• [Work instructions]
Please reproduce each of the following entries word for word, without changing anything.

• [Provided data]
——
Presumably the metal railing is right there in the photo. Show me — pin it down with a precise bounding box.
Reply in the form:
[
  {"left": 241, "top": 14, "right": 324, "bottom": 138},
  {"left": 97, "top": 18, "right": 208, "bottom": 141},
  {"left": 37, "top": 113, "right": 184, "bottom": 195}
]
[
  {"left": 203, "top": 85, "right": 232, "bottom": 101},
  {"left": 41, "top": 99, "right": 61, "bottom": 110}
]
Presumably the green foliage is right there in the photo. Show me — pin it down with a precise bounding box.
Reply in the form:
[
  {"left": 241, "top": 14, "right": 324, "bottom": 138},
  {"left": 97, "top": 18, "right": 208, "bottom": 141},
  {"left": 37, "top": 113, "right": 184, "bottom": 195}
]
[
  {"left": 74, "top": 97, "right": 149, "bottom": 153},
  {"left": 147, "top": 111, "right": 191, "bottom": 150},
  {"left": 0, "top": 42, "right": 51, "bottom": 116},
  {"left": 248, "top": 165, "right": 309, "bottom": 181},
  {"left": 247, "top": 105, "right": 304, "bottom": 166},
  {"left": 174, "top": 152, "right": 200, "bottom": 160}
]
——
• [Exercise answer]
Presumably the metal railing is right there in the photo. Show me — pin it down with a precise bounding box.
Reply in the form:
[
  {"left": 241, "top": 14, "right": 324, "bottom": 138},
  {"left": 97, "top": 18, "right": 208, "bottom": 141},
  {"left": 37, "top": 113, "right": 184, "bottom": 195}
]
[
  {"left": 203, "top": 85, "right": 232, "bottom": 101},
  {"left": 41, "top": 99, "right": 61, "bottom": 110}
]
Presumably the green foliage is right there in the photo. Show me — pin it down with a precise bounding box.
Reply in the form:
[
  {"left": 241, "top": 14, "right": 324, "bottom": 138},
  {"left": 97, "top": 18, "right": 208, "bottom": 141},
  {"left": 37, "top": 113, "right": 184, "bottom": 195}
]
[
  {"left": 74, "top": 97, "right": 149, "bottom": 153},
  {"left": 147, "top": 111, "right": 191, "bottom": 150},
  {"left": 0, "top": 42, "right": 51, "bottom": 116},
  {"left": 248, "top": 165, "right": 309, "bottom": 181},
  {"left": 247, "top": 105, "right": 304, "bottom": 166},
  {"left": 174, "top": 152, "right": 200, "bottom": 160}
]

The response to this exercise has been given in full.